* [ACTION ITEM A] In the article on the Ugandan nevirapine trial, which agency funded HIVNET 012?
* [ACTION ITEM B] Condense the paragraph of the nevirapine trial article that begins "Arthur Ammann, a doctor and president" into a short bulleted list that keeps its main facts.
* [ACTION ITEM C] Write the next part of the article on the Ugandan nevirapine trial, picking up after its final sentence.

* [DOCUMENT EXCERPT]
A report due out this month aims to settle serious questions about a clinical trial of an AIDS drug in Uganda. But patient advocates say that the furor over the trial has already caused severe damage—by eclipsing the poor treatment of clinical researchers in developing countries and by undermining the fight against AIDS.

Child protection: Furor over nevirapine may have undermined HIV prevention efforts. Credit: AFP Photo/Anna Zieminski

The trial, which is called HIVNET 012 and was funded by the US National Institutes of Health (NIH), tested whether short courses of the drug nevirapine could prevent pregnant women in Uganda from passing the disease to their babies. But in December last year, a series of articles by the Associated Press alleged that there were serious flaws with record-keeping in the trial after it started in 1997.

The NIH, backed by many scientists and AIDS activists, says the flaws were not serious enough to undermine the study's finding that the drug regimen works. To clarify the situation, the agency asked the US Institute of Medicine to conduct an independent study of the issue. Their report is expected to be published in late March.

But advocates say that the report is unlikely to resolve the most important lesson from the Ugandan trial: that poor countries cannot be expected to perform research to US standards without comparable funding.

Arthur Ammann, a doctor and president of the nonprofit group Global Strategies for HIV Prevention in San Rafael, California, says the Ugandan investigators who conducted HIVNET 012 were told by the NIH that they could not receive money to offset overhead costs. This type of funding, which is routinely given to US institutions that receive NIH grants, goes towards such items as buildings, instruments, computers and record-keeping systems. “To ask people overseas to do trials to our standards without giving them comparable resources is a slap in the face,” Ammann says.

* [LISTED RECORDS]
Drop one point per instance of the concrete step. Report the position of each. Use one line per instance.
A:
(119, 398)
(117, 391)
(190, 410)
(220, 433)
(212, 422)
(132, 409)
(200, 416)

* [TASK RESPONSE A] The US National Institutes of Health (NIH) funded it.

* [TASK RESPONSE B]
- Arthur Ammann is a doctor and president of Global Strategies for HIV Prevention, a nonprofit in San Rafael, California.
- He says the NIH told the Ugandan investigators of HIVNET 012 that they could not receive money for overhead costs.
- US institutions with NIH grants routinely get such funding, which covers buildings, instruments, computers and record-keeping systems.
- Ammann calls asking overseas researchers to meet US standards without comparable resources "a slap in the face."

* [TASK RESPONSE C]
As a result of lobbying by Ammann and other advocates, the NIH changed its policies after the HIVNET 012 trial ended. The agency now allows overseas grantees to receive overhead costs of up to eight percent on top of grants—still much less than the 30% or more awarded to US institutions. The NIH has also begun funding more training for clinical investigators in developing countries.

But critics say these are only the first steps, and that they would like to see complete parity with US clinical trial researchers. Without this, they say that problems are likely in other investigations, particularly in light of the growing amount of clinical research on HIV vaccines, malaria and tuberculosis in developing countries. “We've got to do everything we can to support research infrastructure there,” Ammann says.

Meanwhile, other advocates are fighting to convince pregnant women in developing countries that it is still safe to take nevirapine—a drug they say has prevented thousands of women from passing HIV on to their babies.

They say the Associated Press articles have reignited confusion and fear among AIDS patients. “There are people going on the radio and telling people to stop taking nevirapine,” says Nathan Geffen, national manager for the Treatment Action Campaign, an advocacy group based in South Africa. “This is having consequences for public health.”